### QUOTED PASSAGE
====

It’s really hard sometimes to break out of the mold.  We learn things as we grow up that we don’t even realize affect the way we think and act today.  There is a large vein of that going on right now in the United States.  When tension happens on the political stage the truth of who someone is will come out.  We see men and women fighting for things we would never have assumed they even cared about.  We also see people spreading half truths and lies in order to get their agenda pushed to the front.  The disciples should have been the first to realize that Jesus did indeed reach out to Gentiles from time to time, yet they fell back to their upbringing.  The situation, one that Jesus had just told them would not make them dirty, was one they did not want to be part of.

====

### DATA SUPPLIED
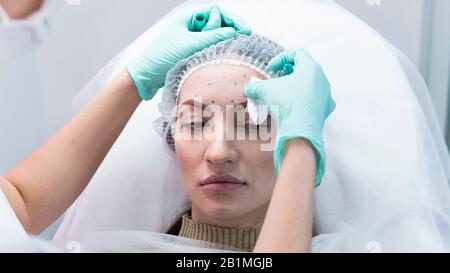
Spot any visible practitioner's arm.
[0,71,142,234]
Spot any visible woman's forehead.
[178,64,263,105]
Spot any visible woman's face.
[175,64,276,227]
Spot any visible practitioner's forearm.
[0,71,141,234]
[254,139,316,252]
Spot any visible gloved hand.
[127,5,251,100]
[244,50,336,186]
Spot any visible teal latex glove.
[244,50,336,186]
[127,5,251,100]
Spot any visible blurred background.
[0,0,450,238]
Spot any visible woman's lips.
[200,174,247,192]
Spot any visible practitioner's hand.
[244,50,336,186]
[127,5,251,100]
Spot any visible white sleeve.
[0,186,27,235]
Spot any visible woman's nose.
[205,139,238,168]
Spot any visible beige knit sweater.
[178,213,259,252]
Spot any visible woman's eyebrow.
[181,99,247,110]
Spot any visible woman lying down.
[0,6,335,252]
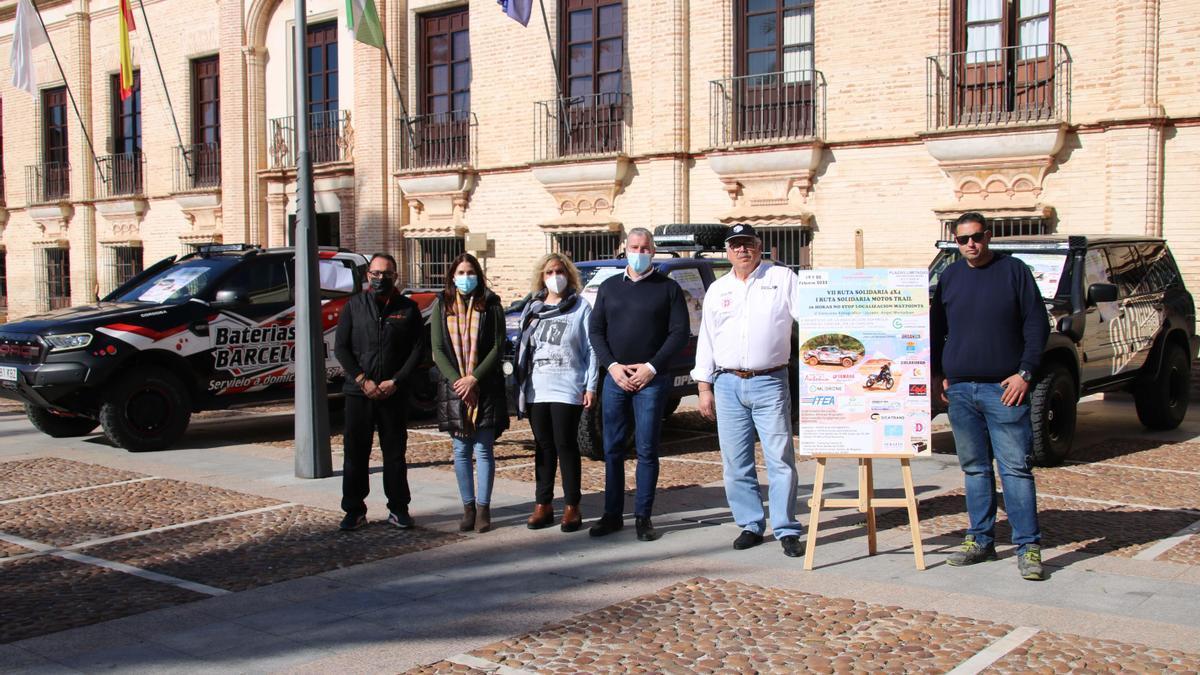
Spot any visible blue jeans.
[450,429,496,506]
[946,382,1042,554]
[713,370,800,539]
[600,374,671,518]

====

### REQUIRED ACTIONS
A - Write out the passage about breaking out of the mold word for word, in full.
B - From the rows, pull out everything from the line containing "Spot any visible woman lying down." down to the end of the rows, with both of those lines included. Leave the pictures out.

### ANSWERS TO THE EXERCISES
A -
It’s really hard sometimes to break out of the mold.  We learn things as we grow up that we don’t even realize affect the way we think and act today.  There is a large vein of that going on right now in the United States.  When tension happens on the political stage the truth of who someone is will come out.  We see men and women fighting for things we would never have assumed they even cared about.  We also see people spreading half truths and lies in order to get their agenda pushed to the front.  The disciples should have been the first to realize that Jesus did indeed reach out to Gentiles from time to time, yet they fell back to their upbringing.  The situation, one that Jesus had just told them would not make them dirty, was one they did not want to be part of.

B -
Spot any visible woman lying down.
[0,6,335,252]
Spot any visible blue jeans.
[450,429,496,506]
[946,382,1042,554]
[713,370,800,539]
[600,374,671,518]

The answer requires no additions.